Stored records
"""
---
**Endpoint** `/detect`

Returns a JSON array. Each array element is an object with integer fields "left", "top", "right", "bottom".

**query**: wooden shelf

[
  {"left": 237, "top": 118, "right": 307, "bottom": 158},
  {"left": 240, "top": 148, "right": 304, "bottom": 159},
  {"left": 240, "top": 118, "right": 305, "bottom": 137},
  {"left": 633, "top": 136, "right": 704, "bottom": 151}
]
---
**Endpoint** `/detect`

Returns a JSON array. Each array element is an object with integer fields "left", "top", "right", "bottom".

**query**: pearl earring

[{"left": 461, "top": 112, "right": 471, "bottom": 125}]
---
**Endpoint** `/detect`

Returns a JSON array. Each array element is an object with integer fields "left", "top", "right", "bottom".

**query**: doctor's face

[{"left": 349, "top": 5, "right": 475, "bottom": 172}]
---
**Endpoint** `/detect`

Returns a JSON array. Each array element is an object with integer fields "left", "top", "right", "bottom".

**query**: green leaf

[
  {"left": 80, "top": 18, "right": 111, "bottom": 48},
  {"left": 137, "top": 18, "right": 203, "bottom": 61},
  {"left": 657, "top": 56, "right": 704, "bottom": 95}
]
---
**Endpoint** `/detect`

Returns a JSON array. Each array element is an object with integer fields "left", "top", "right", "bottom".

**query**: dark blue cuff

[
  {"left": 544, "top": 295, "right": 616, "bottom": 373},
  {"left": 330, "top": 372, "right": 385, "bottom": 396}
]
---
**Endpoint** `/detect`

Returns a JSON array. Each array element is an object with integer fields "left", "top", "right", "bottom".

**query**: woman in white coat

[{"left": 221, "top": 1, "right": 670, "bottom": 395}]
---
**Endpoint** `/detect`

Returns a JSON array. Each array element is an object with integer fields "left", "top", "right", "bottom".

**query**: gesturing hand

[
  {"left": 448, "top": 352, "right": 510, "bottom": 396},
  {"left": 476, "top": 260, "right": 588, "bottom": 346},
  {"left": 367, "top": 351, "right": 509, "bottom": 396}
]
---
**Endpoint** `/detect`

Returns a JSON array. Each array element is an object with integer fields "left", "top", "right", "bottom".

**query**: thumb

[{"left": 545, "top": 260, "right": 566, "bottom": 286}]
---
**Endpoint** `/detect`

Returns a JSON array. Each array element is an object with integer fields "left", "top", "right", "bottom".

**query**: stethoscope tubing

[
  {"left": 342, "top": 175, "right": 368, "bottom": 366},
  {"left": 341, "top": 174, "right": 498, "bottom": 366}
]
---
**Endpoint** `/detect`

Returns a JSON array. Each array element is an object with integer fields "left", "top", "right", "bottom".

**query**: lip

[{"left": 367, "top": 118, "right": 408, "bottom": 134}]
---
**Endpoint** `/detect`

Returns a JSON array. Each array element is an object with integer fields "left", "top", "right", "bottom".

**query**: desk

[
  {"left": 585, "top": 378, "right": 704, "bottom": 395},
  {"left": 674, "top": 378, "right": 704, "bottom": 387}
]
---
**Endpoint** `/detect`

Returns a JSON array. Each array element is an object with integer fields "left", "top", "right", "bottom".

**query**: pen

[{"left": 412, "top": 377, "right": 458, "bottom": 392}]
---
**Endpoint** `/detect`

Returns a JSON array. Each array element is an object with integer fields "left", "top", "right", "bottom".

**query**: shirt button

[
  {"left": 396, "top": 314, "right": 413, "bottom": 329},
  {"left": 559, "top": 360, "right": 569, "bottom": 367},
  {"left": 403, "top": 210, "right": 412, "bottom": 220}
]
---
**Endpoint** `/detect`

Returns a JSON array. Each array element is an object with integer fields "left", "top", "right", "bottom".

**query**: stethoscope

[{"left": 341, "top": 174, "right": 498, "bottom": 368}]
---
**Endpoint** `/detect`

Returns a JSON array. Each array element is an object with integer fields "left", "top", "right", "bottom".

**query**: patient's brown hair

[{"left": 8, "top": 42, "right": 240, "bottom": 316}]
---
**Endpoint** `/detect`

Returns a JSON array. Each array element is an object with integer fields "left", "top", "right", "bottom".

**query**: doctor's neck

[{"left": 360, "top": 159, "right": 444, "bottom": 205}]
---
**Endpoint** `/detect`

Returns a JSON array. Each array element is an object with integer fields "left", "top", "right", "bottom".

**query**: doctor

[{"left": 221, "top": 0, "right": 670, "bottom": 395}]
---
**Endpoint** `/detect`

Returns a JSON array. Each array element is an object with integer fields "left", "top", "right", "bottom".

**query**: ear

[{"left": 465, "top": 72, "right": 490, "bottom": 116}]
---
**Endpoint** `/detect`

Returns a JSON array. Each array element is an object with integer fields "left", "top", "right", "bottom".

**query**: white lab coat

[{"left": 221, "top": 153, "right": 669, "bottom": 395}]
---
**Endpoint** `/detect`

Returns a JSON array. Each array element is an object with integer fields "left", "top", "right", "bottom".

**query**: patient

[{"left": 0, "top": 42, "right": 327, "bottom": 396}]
"""
**Exercise requirements**
In full and exactly as written, reproduce the records above.

**Response area**
---
**Endpoint** `/detect`

Returns a JSON array. Each array element is an object with integer fields "left", "top", "right", "bottom".

**query**: wooden shelf

[
  {"left": 237, "top": 118, "right": 307, "bottom": 158},
  {"left": 240, "top": 148, "right": 304, "bottom": 159},
  {"left": 240, "top": 118, "right": 305, "bottom": 137},
  {"left": 633, "top": 136, "right": 704, "bottom": 151}
]
---
**Endpoint** `/detect`

Returns a JSON array. Each array element is an object with integer fields "left", "top", "right", "bottom".

**query**: pearl earring

[{"left": 461, "top": 112, "right": 471, "bottom": 125}]
---
**Endpoint** `/detect`

Returns a JSON array. Each array element is an object with integer fields "left", "top", "right", "bottom".

**query**: doctor's face

[{"left": 349, "top": 5, "right": 475, "bottom": 172}]
---
**Endpoint** `/detect`

Returns a JSON array. Each array element is an object with integer fields "left", "top", "right", "bottom".

**query**: green leaf

[
  {"left": 80, "top": 18, "right": 111, "bottom": 48},
  {"left": 137, "top": 18, "right": 203, "bottom": 61},
  {"left": 657, "top": 56, "right": 704, "bottom": 95}
]
---
**Endpoint** `/detect`

Returns a JSON array. Each array element is an object with integer fields "left", "top", "right", "bottom".

**query**: dark blue cuff

[
  {"left": 544, "top": 295, "right": 616, "bottom": 373},
  {"left": 330, "top": 372, "right": 385, "bottom": 396}
]
---
**Endpoint** `/detect`

Returns a JSON array. Each array element is an object with integer fields "left", "top", "right", "bottom".

**query**: woman in white coat

[{"left": 221, "top": 1, "right": 670, "bottom": 395}]
---
**Endpoint** `/detect`

Returns a JSON array. Each array element is an object with integer fields "left", "top", "right", "bottom".

**query**: gesturing hand

[
  {"left": 448, "top": 352, "right": 510, "bottom": 396},
  {"left": 476, "top": 260, "right": 588, "bottom": 346},
  {"left": 367, "top": 351, "right": 509, "bottom": 396}
]
---
**Endpoint** `/detect`

Returns a JSON array. Each array element is an object with integer fields "left", "top", "right", "bottom".

**query**: thumb

[{"left": 545, "top": 260, "right": 566, "bottom": 286}]
---
**Endpoint** `/detect`

Returns a JSON array. Each array element is an object with integer fields "left", "top", "right", "bottom".

**query**: stethoscope tubing

[
  {"left": 342, "top": 175, "right": 368, "bottom": 366},
  {"left": 341, "top": 174, "right": 498, "bottom": 366}
]
---
**Endpoint** `/detect`

Returns a JSON array. Each array element is an object with integer fields "left", "top", "right", "bottom".

**query**: lip

[{"left": 367, "top": 118, "right": 408, "bottom": 134}]
---
**Endpoint** `/detect`

Returns a JSON array. Each array element is an object with integer fields "left", "top", "right", "bottom".

**query**: desk

[
  {"left": 585, "top": 378, "right": 704, "bottom": 395},
  {"left": 674, "top": 378, "right": 704, "bottom": 387}
]
---
**Endpoint** `/detect`

Returns a JSON array. Each array element is an object with integer fields "left", "top", "right", "bottom".

**query**: pen

[{"left": 412, "top": 377, "right": 458, "bottom": 392}]
---
**Endpoint** `/detect`

Returns a JSON array. Each array element is an object with integer fields "left", "top", "right", "bottom".

**query**: shirt button

[
  {"left": 396, "top": 314, "right": 413, "bottom": 329},
  {"left": 559, "top": 360, "right": 569, "bottom": 367},
  {"left": 403, "top": 210, "right": 412, "bottom": 220}
]
---
**Endpoint** `/detect`

Returns a JSON array. Each array element is an object with integer fields "left", "top", "right", "bottom".

**query**: stethoscope

[{"left": 341, "top": 174, "right": 498, "bottom": 368}]
---
**Endpoint** `/detect`

Returns a JSON array. Each array element is an object with integer fields "left", "top", "right", "bottom".

**query**: patient's brown hair

[{"left": 8, "top": 42, "right": 240, "bottom": 316}]
---
**Endpoint** `/detect`

Returns a JSON array. Each array element is an object with integer fields "left", "top", "right", "bottom".

**query**: doctor's neck

[{"left": 360, "top": 159, "right": 444, "bottom": 205}]
---
**Endpoint** `/detect`

Returns a JSON array. Each array element is an object with integer fields "left", "top", "right", "bottom".

**query**: doctor

[{"left": 221, "top": 0, "right": 670, "bottom": 395}]
---
**Endpoint** `/detect`

Returns a JSON array. Each array element is an object with integer fields "left", "top", "right", "bottom".

**query**: ear

[{"left": 465, "top": 72, "right": 490, "bottom": 116}]
---
**Endpoint** `/detect`

Returns a JSON array. Each array element is an object with integer fields "left", "top", "right", "bottom".

**query**: white lab coat

[{"left": 221, "top": 153, "right": 669, "bottom": 395}]
---
**Endpoint** `/detect`

Returns a JSON array. Each array element is an object with integer fields "left", "top", "right", "bottom".

**query**: patient

[{"left": 0, "top": 42, "right": 327, "bottom": 396}]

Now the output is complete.